— Given text —
^^^^^^^^^^^^^^^^

You’ve probably been there: After one inning between the sheets, not everyone’s ready for another. Women may be primed to go seconds after the first big win, but for men, it may not be so easy. No matter what his brain is saying, his body just won’t comply. What gives?
Both women and men have a built-in recovery period after sex. The refractory period for women isn’t as long (allowing for the possibility of multiple orgasms), but everyone experiences this waiting game.
For males, it’s called the refractory period (MRP), and it’s the time after ejaculation — lasting anywhere from a few minutes to a few days — until it’s possible to get an erection again.
After ejaculation, the whole body is on overdrive. And the sympathetic nervous system — which controls the fight-or-flight response — pushes for calm, explains urologist Charles Walker.
This activates the release of certain neurotransmitters, the body’s chemical messengers, which cause the smooth muscle in the penis to contract, driving it into a flaccid fix.
What happens next is a domino effect, lowering levels of neurotransmitters, namely dopamine and testosterone. Dopamine, one of your “happiness” hormones, is secreted when you’re aroused. But when your system wants you to come off that high, it dampens production of it.
At the same time, production of the neurotransmitter serotonin and the hormone prolactin increases, which also counteracts arousal. Prolactin is the hormone most strongly associated with the refractory period — the lower your prolactin levels, the quicker you can get going again.

^^^^^^^^^^^^^^^^

— Requirement —
Reproduce the text on the refractory period after sex word for word, in full. The records that follow are not required for the task.

^^^^^^^^^^^^^^^^

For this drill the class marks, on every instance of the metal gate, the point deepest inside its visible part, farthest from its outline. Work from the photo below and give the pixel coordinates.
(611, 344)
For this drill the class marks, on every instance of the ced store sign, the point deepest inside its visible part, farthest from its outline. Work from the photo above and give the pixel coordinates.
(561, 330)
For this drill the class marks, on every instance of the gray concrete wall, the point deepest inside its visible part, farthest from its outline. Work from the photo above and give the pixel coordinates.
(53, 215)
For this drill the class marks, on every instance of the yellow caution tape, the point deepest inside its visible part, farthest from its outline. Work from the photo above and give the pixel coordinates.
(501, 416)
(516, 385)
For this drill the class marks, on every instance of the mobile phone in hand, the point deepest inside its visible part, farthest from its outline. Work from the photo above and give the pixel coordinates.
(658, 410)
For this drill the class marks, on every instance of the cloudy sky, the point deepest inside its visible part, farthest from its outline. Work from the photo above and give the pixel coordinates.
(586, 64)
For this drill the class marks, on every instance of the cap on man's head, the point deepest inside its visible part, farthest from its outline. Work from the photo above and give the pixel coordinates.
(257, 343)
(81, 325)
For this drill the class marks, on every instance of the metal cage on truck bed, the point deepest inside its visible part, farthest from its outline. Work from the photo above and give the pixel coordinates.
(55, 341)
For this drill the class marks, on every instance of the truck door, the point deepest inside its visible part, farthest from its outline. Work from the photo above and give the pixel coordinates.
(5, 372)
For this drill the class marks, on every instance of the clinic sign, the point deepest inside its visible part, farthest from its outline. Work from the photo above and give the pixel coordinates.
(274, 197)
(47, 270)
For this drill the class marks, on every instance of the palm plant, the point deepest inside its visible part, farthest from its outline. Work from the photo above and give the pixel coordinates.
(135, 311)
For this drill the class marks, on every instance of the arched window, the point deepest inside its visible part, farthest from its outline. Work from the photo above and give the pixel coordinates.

^^^^^^^^^^^^^^^^

— Answer box —
You’ve probably been there: After one inning between the sheets, not everyone’s ready for another. Women may be primed to go seconds after the first big win, but for men, it may not be so easy. No matter what his brain is saying, his body just won’t comply. What gives?
Both women and men have a built-in recovery period after sex. The refractory period for women isn’t as long (allowing for the possibility of multiple orgasms), but everyone experiences this waiting game.
For males, it’s called the refractory period (MRP), and it’s the time after ejaculation — lasting anywhere from a few minutes to a few days — until it’s possible to get an erection again.
After ejaculation, the whole body is on overdrive. And the sympathetic nervous system — which controls the fight-or-flight response — pushes for calm, explains urologist Charles Walker.
This activates the release of certain neurotransmitters, the body’s chemical messengers, which cause the smooth muscle in the penis to contract, driving it into a flaccid fix.
What happens next is a domino effect, lowering levels of neurotransmitters, namely dopamine and testosterone. Dopamine, one of your “happiness” hormones, is secreted when you’re aroused. But when your system wants you to come off that high, it dampens production of it.
At the same time, production of the neurotransmitter serotonin and the hormone prolactin increases, which also counteracts arousal. Prolactin is the hormone most strongly associated with the refractory period — the lower your prolactin levels, the quicker you can get going again.